**Problem statement**
After locating the line that contains "Practice step: identify the lake", quote it and all lines after it through the end of the entries, and nothing more. Pictures stay out.

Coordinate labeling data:
--------
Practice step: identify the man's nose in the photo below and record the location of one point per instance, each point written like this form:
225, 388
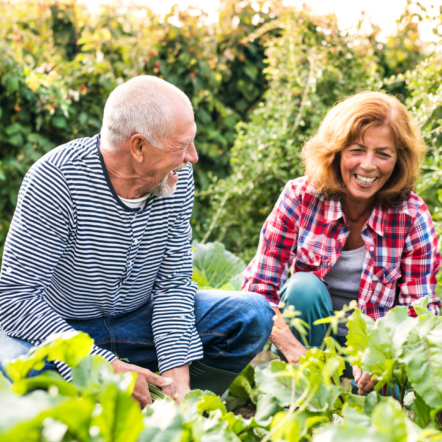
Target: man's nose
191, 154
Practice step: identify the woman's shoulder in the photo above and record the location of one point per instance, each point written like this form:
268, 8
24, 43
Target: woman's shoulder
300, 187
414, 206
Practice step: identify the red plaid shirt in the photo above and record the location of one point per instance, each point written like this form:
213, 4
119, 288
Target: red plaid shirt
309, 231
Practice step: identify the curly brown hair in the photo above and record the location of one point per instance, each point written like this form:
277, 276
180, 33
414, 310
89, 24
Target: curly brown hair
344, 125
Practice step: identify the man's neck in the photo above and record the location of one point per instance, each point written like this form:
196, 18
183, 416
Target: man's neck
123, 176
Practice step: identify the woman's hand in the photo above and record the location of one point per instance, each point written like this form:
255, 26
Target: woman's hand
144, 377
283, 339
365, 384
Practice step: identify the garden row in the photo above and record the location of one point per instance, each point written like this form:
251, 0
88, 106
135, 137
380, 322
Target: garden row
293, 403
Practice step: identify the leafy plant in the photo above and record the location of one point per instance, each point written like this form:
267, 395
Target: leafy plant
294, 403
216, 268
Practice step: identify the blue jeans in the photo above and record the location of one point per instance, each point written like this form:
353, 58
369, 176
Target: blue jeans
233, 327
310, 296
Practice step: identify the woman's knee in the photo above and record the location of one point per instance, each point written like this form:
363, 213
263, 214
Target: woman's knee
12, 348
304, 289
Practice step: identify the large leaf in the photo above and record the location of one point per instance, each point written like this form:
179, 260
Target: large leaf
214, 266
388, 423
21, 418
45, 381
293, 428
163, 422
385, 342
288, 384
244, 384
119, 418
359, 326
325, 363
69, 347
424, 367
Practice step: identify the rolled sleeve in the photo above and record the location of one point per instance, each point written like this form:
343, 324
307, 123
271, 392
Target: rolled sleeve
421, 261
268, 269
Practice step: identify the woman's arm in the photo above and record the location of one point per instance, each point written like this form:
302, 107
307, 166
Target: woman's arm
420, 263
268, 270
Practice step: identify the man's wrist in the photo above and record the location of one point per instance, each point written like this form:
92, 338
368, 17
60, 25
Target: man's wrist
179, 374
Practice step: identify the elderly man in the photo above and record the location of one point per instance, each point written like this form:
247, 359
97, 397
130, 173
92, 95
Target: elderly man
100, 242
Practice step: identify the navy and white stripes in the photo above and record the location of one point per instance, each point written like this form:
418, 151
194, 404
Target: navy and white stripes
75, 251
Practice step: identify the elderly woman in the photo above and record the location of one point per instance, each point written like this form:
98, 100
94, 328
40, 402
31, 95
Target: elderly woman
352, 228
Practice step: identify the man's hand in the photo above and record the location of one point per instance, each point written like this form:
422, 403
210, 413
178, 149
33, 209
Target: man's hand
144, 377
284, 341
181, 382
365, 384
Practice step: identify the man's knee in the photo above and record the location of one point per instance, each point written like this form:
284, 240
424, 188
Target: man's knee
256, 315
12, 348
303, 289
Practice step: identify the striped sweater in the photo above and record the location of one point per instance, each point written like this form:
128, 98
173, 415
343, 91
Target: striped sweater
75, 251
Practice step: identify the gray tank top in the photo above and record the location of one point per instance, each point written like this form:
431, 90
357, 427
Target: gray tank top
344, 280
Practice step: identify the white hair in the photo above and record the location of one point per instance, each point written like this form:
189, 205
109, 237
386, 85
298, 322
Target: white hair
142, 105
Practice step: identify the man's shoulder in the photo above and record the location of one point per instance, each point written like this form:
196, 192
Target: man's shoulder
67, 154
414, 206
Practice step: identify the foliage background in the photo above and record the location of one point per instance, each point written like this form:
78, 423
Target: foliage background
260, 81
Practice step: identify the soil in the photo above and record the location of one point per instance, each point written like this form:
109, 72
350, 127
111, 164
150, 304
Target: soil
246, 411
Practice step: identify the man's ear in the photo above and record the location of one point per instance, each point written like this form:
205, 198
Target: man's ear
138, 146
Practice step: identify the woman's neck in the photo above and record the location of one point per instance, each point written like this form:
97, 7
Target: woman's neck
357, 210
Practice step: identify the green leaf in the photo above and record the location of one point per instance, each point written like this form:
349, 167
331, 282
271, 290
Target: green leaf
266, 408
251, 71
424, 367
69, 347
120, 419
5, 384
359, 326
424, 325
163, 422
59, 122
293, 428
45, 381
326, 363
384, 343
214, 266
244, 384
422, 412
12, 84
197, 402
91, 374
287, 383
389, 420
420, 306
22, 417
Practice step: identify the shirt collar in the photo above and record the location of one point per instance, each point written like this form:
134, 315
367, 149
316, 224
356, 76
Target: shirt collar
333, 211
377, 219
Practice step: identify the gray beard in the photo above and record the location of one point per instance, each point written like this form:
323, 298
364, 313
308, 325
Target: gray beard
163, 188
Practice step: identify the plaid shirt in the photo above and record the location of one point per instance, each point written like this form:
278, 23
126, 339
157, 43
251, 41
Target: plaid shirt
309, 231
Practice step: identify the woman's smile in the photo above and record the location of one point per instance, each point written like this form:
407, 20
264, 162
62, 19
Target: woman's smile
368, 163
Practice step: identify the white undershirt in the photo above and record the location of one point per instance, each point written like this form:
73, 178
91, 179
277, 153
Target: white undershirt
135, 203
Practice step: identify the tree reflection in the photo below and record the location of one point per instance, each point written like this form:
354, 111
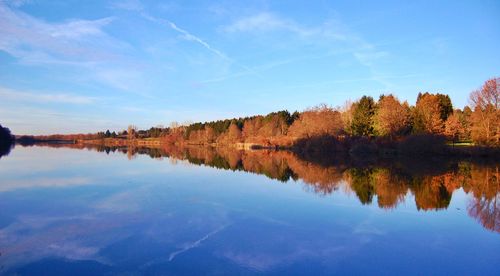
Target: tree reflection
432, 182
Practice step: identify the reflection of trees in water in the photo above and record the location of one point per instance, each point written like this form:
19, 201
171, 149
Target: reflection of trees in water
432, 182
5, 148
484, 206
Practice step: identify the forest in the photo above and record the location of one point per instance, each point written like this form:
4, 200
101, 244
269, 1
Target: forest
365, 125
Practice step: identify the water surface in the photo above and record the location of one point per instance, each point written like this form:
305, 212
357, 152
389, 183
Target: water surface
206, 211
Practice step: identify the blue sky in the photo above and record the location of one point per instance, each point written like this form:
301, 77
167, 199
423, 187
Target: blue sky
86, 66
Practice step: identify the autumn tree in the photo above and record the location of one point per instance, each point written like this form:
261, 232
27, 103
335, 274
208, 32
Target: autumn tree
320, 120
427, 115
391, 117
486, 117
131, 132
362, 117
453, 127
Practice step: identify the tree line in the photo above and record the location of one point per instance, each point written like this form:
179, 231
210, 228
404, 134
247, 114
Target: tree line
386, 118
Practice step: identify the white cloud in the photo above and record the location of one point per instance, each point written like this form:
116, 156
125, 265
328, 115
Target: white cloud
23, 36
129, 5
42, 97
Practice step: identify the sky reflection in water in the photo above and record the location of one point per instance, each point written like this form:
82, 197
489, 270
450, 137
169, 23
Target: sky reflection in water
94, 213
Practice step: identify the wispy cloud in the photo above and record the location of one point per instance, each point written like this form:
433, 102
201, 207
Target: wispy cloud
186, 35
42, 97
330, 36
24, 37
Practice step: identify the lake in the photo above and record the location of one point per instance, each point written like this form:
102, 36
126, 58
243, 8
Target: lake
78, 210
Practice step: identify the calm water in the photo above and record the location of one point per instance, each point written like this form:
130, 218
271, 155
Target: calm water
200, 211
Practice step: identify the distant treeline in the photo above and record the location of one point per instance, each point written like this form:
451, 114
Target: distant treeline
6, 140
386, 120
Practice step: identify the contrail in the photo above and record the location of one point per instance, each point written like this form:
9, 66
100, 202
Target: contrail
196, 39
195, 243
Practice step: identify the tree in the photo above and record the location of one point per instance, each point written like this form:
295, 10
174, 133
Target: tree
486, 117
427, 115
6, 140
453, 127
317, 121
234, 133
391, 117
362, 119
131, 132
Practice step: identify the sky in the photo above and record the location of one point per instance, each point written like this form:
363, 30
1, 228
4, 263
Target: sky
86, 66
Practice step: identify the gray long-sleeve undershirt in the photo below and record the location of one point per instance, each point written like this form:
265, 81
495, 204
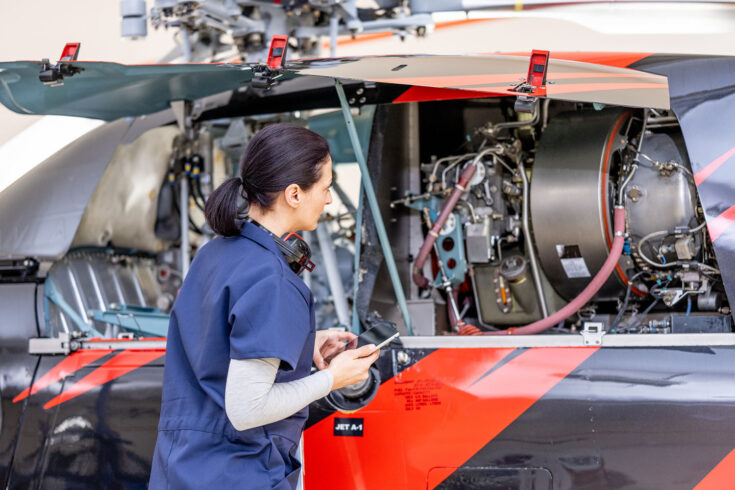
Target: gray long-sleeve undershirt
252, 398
--------
**Reply to the task**
Practice step: identify the lake in the photo above and record the location of one point per instance, each point written like this form:
102, 36
126, 58
243, 8
Target: lake
78, 210
Practice step: identify the calm water in the photo above and record the location of one point per instance, each point written like this form:
130, 218
271, 155
Target: calm water
200, 211
Practice step: identify the distant treeline in the photo above and record the location of one point per instance, each point written like this form:
451, 114
Target: distant treeline
6, 140
386, 120
Practice step: identify the contrail in the photo above and record the location of one point per instance, each point written like this form:
9, 66
100, 202
Target: contrail
196, 39
195, 243
Practice step: identify the tree in the photo above and record the location of one point per instance, each point written like this form:
295, 10
174, 133
Target: tree
486, 117
427, 115
6, 140
453, 127
317, 121
234, 133
391, 117
362, 119
131, 132
Practice step: identify the sky in the photo above and record the location of one point per instance, each point written like this form:
363, 30
1, 228
4, 263
Target: sky
86, 66
Practice step: identify the gray long-sleeve undershirt in the photo below and record the location of one point per instance, each point written like this form:
265, 81
495, 204
Target: gray long-sleeve undershirt
252, 398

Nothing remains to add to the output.